(Records from a data source)
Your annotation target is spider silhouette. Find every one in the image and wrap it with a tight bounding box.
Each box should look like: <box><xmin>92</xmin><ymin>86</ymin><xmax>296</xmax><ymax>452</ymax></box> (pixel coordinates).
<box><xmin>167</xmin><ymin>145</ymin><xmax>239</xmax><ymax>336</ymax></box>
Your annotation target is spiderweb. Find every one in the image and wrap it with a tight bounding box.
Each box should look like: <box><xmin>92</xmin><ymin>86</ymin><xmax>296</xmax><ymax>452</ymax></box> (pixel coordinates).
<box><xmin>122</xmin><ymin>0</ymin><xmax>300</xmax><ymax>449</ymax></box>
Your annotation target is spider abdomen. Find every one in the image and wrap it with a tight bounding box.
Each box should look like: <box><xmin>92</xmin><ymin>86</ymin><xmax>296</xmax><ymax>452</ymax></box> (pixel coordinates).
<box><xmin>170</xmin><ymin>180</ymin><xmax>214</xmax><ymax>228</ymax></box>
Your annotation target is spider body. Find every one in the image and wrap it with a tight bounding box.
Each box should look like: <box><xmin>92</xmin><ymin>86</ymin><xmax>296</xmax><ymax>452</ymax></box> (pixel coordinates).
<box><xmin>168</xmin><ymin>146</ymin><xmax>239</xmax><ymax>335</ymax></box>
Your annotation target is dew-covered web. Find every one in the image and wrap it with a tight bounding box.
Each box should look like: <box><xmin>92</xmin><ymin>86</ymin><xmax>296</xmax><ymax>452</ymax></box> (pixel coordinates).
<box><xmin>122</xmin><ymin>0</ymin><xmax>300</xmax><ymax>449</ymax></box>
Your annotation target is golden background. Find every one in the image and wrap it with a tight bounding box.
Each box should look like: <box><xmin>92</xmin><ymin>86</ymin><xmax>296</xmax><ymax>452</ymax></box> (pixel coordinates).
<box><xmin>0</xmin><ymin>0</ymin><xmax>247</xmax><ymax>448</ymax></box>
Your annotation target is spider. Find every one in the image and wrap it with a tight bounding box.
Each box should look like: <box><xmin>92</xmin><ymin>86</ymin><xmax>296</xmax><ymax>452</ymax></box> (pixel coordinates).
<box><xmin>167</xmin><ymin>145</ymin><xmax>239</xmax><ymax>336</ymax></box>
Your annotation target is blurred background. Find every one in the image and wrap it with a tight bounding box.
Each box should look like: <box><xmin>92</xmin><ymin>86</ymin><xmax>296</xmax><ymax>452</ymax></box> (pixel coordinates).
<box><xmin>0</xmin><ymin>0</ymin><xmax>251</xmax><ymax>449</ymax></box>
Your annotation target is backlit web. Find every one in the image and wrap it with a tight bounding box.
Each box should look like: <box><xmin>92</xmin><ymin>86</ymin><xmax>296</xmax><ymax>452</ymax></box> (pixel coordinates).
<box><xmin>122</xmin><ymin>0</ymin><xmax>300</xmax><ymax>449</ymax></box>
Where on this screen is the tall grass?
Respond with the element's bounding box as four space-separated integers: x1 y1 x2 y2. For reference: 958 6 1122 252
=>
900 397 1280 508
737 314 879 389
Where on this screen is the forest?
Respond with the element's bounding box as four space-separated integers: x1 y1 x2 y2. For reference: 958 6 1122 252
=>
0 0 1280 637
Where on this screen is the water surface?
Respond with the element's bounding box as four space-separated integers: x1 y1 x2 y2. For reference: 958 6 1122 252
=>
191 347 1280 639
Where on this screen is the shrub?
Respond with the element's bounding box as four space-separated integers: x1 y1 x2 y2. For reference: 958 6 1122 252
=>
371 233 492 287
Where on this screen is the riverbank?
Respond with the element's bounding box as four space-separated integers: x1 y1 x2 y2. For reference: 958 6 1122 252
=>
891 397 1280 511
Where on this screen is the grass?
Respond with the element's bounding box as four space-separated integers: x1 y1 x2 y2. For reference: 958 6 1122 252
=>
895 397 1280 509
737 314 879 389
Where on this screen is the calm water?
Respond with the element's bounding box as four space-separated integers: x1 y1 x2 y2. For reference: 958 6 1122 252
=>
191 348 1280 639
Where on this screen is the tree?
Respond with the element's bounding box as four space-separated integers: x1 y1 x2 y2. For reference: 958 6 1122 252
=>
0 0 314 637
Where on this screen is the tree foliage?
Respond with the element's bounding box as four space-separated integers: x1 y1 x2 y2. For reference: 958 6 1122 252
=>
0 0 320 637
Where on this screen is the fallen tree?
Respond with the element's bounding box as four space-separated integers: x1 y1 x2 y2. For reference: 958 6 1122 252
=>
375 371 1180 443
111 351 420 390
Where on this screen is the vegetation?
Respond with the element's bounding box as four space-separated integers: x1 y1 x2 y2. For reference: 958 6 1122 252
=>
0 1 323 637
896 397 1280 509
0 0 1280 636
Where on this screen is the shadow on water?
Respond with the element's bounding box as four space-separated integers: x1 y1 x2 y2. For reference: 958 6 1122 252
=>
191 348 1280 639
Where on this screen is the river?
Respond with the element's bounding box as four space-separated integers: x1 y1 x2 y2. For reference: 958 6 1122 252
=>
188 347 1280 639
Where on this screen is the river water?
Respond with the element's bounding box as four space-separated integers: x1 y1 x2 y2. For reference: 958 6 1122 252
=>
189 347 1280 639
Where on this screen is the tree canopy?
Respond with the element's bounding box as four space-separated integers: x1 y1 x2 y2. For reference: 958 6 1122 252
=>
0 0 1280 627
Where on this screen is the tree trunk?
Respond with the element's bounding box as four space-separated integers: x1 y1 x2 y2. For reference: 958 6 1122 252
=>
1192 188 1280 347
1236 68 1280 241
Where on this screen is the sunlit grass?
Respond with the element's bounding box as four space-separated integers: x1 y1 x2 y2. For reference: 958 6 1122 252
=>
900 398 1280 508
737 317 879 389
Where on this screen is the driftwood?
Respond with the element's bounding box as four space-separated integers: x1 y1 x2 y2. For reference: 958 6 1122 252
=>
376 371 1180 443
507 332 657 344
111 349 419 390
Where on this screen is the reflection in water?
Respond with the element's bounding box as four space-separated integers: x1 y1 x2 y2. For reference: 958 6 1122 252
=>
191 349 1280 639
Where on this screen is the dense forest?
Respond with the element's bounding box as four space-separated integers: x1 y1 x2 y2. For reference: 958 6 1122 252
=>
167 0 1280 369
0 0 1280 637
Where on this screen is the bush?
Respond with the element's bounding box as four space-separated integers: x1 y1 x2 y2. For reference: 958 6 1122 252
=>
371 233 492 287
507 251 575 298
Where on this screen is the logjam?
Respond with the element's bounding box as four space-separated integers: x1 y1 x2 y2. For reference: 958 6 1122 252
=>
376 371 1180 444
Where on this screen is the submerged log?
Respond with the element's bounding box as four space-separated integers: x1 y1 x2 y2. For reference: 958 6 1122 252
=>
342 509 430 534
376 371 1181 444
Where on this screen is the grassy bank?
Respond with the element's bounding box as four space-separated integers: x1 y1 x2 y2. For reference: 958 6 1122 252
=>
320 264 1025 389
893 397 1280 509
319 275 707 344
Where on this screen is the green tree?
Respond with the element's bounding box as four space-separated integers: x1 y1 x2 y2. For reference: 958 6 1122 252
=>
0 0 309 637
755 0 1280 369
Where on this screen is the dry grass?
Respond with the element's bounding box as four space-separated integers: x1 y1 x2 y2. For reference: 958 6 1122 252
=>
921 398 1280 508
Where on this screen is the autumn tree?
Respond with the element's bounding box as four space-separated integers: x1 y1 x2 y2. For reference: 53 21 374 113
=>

...

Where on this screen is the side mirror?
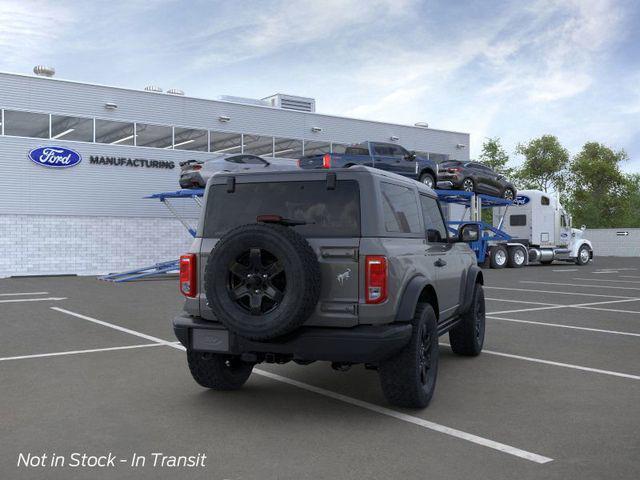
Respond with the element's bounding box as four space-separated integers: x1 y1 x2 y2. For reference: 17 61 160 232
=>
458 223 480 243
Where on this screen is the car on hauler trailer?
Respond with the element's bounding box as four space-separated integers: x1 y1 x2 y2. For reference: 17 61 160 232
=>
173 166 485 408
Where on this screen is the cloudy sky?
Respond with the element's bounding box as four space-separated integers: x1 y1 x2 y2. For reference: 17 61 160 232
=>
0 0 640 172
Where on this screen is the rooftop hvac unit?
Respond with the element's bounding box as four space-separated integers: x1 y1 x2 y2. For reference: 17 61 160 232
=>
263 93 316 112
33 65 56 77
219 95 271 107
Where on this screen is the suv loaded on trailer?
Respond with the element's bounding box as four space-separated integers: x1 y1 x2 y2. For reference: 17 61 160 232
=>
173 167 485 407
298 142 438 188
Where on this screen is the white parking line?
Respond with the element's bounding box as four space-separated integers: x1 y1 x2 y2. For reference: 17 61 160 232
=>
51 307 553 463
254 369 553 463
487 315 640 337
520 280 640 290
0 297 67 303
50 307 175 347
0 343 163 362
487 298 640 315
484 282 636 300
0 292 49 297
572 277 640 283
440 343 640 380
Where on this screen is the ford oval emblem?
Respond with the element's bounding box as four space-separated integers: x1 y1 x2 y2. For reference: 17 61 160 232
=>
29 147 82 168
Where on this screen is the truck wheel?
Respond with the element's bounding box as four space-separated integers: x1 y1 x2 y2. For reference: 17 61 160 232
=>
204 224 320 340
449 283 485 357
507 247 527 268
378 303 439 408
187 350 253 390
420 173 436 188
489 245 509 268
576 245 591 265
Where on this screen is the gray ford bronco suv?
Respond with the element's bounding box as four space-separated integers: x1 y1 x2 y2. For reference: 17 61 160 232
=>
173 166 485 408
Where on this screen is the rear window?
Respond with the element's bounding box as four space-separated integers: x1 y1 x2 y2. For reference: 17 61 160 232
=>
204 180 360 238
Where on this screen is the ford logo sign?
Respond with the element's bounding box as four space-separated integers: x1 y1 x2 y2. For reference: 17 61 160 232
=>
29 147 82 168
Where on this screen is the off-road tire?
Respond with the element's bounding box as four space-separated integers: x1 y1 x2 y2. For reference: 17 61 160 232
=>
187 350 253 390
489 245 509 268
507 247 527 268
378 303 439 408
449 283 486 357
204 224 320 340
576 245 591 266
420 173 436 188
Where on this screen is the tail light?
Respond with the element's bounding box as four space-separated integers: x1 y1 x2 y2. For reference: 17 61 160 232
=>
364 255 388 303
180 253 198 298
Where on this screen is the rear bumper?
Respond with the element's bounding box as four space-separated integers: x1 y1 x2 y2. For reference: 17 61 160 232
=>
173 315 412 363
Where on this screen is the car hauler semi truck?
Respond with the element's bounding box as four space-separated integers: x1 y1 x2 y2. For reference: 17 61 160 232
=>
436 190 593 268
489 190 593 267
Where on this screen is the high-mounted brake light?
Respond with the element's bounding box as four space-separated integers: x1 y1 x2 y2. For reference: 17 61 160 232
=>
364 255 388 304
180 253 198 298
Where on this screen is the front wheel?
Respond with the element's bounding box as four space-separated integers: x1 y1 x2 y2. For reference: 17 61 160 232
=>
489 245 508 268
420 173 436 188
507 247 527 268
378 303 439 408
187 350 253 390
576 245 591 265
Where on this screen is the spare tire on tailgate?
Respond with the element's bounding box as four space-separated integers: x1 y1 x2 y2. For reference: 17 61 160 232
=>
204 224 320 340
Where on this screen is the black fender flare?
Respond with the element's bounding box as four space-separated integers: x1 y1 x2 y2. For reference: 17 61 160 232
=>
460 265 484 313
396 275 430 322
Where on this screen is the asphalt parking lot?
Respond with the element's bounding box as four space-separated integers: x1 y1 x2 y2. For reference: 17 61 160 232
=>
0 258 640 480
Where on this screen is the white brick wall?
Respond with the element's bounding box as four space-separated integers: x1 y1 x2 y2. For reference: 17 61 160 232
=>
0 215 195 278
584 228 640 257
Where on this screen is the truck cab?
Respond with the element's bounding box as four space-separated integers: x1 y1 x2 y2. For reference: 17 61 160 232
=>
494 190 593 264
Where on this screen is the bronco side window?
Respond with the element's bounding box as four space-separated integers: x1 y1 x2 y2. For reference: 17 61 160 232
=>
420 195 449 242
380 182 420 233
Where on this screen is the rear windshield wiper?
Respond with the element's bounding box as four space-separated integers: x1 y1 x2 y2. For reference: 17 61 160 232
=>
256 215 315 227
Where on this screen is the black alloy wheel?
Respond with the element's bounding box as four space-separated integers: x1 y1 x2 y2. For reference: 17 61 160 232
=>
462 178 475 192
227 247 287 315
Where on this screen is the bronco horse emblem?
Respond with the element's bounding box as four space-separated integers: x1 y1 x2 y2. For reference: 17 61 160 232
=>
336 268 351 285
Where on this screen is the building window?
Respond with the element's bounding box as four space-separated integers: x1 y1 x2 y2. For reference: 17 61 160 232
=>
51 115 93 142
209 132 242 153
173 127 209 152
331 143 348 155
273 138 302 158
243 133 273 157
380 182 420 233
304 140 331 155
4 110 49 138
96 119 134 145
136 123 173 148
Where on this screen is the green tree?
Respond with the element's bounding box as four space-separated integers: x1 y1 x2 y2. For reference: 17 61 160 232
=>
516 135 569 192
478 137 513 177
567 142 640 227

▶ _Work to complete_
Copy out the stretch of the material from the line containing "Where on this screen is the tree foliage?" through the line containing "0 0 1280 636", with both of those lines included.

▶ _Complete output_
Where on this screen is the tree foliage?
Respond with the element's bounding box as four space-separated integers: x1 y1 x2 y2. For reference: 958 6 1122 252
=>
0 0 320 637
Where on this screen is the fallen tree?
Respond with the element's bounding box as four space-separated integers: x1 y1 x2 y2. For reference: 958 6 1122 252
=>
375 371 1180 443
111 351 420 390
Where on this screen is the vegetation?
Respond with the element's bounding box as four space-separated integers: x1 y1 x2 y2. For reference: 958 6 1122 252
=>
0 1 323 637
896 397 1280 509
0 0 1280 636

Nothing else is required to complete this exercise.